◆ AUFTRAG 1 ◆
Entnimm dem Interviewauszug wortgetreu den Abschnitt, der mit „ROMAN: Ich selbst“ beginnt und bis einschließlich „und Offenheit abverlangt.“ reicht.
◆ AUFTRAG 2 ◆
Beantworte anhand des Interviewauszugs die folgenden Fragen knapp.
(a) Wie könnte man Romans Musik seiner Ansicht nach vielleicht bezeichnen?
(b) Was verlangt diese Musik laut Roman dem Hörer ab?
(c) Welche Frage stellt INMUSIC im Anschluss an Romans Antwort?
◆ AUFTRAG 3 ◆
Erkläre in ein bis drei Sätzen, warum sich Roman laut dem Interviewauszug kaum Gedanken über die herkömmlichen Genrebezeichnungen macht.

◆ TEXTAUSZUG ◆
· · ·
INMUSIC: Wie würdet ihr euren Sound selbst bezeichnen?
ROMAN: Ich selbst mache mir über die herkömmlichen Genrebezeichnungen kaum Gedanken, da ich auf das aktuelle Musikgeschehen keine Rücksicht nehme und musikalisch einfach nur das umsetze, wonach mir gerade ist. Vielleicht könnte man von anspruchsvoller Ambient-Musik mit zum Teil experimentellem Touch sprechen, die dem Hörer Interesse und Offenheit abverlangt.

INMUSIC: Welche Musik hört ihr privat?
· · ·
◆ BEREITGESTELLTES MATERIAL ◆

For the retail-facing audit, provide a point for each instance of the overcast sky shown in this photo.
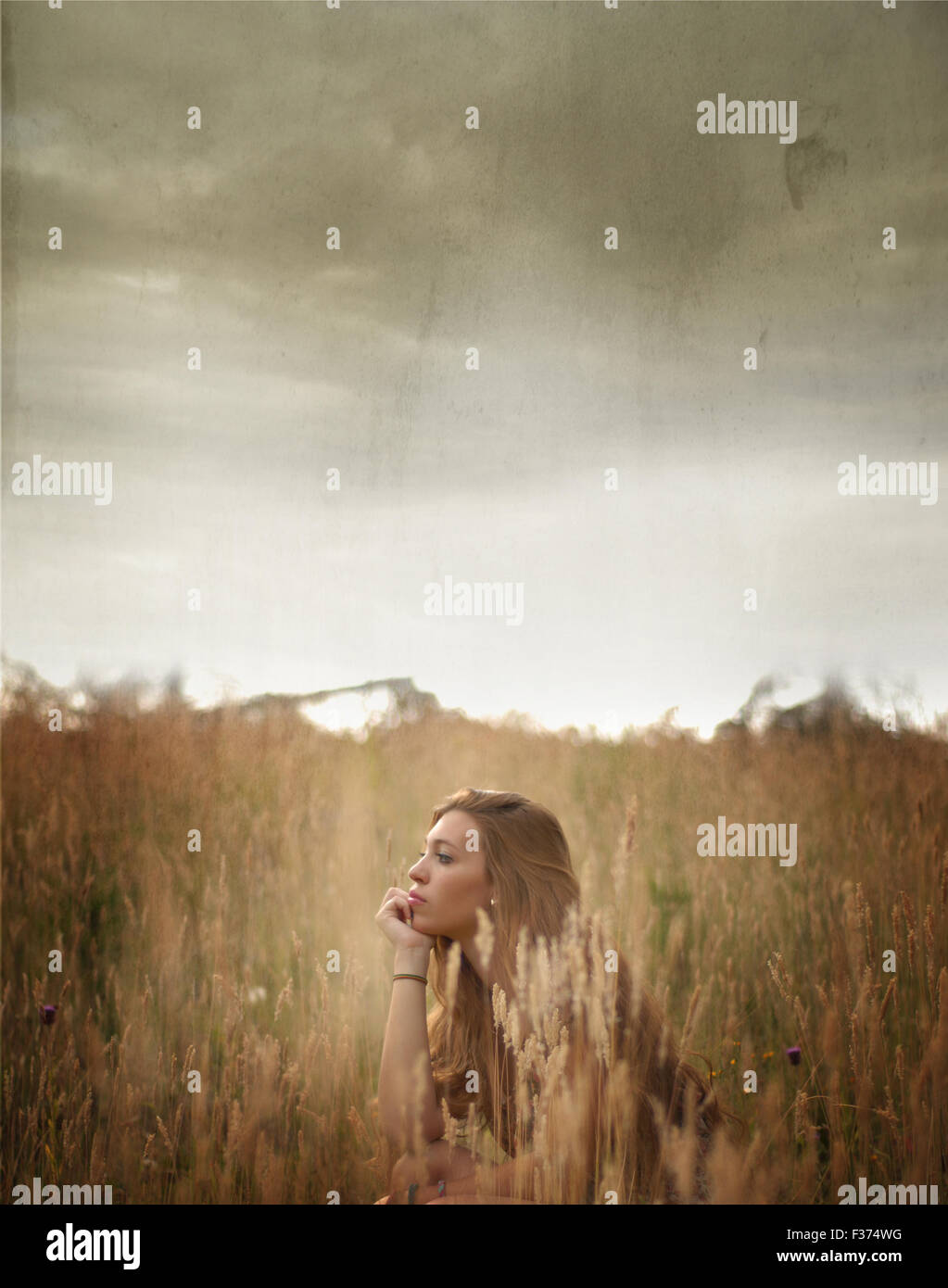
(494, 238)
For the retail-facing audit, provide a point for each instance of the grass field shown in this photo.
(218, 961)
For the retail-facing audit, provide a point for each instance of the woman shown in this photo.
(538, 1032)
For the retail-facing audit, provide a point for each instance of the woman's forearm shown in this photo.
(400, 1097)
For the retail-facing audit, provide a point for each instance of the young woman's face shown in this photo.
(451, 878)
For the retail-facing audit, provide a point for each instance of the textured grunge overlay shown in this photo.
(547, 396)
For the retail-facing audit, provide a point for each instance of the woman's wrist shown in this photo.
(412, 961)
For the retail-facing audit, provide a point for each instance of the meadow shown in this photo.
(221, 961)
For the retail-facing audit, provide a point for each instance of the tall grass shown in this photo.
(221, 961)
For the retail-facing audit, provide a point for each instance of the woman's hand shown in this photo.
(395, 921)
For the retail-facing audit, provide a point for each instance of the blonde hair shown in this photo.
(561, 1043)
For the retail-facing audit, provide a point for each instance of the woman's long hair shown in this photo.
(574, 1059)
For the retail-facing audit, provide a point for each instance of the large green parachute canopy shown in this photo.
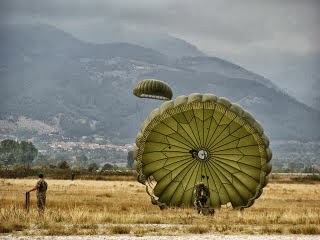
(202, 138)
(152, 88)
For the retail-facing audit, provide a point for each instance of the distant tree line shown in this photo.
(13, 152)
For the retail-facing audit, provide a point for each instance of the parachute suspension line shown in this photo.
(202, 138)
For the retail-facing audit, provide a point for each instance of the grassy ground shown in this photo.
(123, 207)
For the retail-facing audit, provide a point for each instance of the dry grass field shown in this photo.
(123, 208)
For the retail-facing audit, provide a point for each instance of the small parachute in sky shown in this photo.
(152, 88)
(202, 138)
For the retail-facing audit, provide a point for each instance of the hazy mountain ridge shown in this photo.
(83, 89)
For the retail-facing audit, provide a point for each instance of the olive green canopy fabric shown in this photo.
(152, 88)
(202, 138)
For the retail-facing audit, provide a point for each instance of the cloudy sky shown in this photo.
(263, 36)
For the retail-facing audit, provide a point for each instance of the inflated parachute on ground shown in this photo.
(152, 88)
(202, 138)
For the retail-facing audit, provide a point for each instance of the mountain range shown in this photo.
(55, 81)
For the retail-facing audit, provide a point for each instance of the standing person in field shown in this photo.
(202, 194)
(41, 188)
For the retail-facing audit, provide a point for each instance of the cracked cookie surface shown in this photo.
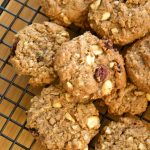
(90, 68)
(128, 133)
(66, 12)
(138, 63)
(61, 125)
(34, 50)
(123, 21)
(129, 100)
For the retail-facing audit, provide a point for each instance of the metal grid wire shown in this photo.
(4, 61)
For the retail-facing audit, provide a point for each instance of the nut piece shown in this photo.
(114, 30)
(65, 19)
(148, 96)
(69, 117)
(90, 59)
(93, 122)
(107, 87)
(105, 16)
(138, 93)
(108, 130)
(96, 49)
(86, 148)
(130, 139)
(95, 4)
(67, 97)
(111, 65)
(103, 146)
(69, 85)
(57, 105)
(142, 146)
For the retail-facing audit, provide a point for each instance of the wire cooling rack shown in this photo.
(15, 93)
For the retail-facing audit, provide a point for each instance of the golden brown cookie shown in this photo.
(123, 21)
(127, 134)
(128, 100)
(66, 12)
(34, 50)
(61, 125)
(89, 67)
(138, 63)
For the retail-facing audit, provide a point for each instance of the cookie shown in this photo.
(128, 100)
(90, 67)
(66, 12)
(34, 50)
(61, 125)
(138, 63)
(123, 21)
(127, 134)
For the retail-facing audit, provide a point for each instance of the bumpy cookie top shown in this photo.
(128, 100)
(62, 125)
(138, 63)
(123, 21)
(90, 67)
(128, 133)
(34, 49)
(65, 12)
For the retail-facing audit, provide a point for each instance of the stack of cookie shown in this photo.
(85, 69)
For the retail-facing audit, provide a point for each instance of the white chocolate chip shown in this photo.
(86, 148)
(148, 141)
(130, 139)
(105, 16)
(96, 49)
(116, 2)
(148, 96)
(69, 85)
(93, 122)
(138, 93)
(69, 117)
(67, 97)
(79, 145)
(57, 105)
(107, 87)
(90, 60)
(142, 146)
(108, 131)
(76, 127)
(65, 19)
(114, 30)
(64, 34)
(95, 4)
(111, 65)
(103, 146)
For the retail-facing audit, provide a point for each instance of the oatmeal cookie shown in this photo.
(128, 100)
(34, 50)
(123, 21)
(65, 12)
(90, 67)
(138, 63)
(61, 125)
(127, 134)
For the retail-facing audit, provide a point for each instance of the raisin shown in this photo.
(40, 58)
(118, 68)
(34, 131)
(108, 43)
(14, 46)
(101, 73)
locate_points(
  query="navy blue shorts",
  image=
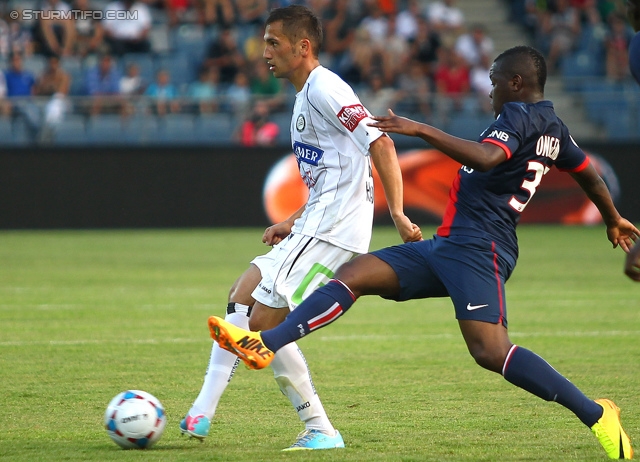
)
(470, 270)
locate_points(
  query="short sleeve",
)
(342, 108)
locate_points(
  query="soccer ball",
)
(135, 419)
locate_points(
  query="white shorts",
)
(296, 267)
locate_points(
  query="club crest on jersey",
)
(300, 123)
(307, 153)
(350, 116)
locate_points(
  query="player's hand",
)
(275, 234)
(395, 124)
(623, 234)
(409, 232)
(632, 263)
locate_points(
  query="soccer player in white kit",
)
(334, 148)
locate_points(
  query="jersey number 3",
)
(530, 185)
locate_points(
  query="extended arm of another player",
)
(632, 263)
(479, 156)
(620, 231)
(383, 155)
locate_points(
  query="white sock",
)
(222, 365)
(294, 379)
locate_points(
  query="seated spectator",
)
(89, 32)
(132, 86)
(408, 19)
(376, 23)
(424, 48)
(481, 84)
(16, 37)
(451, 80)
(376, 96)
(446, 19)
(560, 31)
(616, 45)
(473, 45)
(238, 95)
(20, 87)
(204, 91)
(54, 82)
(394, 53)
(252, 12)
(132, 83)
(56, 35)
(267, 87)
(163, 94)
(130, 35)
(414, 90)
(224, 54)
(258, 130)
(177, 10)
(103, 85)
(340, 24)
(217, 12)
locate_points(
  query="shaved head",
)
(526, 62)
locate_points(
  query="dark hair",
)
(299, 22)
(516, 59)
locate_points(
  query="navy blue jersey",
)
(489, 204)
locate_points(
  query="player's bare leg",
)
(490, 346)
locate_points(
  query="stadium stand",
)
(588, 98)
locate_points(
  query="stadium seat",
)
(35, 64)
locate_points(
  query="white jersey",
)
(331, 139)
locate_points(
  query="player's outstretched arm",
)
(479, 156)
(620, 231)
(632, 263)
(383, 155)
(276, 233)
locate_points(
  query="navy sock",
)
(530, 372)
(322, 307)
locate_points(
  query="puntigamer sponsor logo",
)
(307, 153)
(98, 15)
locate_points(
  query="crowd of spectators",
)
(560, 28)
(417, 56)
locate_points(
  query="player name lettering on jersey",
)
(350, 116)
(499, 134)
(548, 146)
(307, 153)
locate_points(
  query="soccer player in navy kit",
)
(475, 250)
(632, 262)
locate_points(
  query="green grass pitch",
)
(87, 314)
· · ·
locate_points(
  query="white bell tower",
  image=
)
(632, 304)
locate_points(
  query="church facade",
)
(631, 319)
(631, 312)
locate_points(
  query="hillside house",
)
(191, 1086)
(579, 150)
· · ·
◆ KORREKTE LÖSUNG 1 ◆
ROMAN: Ich selbst mache mir über die herkömmlichen Genrebezeichnungen kaum Gedanken, da ich auf das aktuelle Musikgeschehen keine Rücksicht nehme und musikalisch einfach nur das umsetze, wonach mir gerade ist. Vielleicht könnte man von anspruchsvoller Ambient-Musik mit zum Teil experimentellem Touch sprechen, die dem Hörer Interesse und Offenheit abverlangt.

◆ KORREKTE LÖSUNG 2 ◆
(a) Als anspruchsvolle Ambient-Musik mit zum Teil experimentellem Touch.
(b) Interesse und Offenheit.
(c) „Welche Musik hört ihr privat?“

◆ KORREKTE LÖSUNG 3 ◆
Roman nimmt keine Rücksicht auf das aktuelle Musikgeschehen. Er setzt musikalisch einfach nur das um, wonach ihm gerade ist.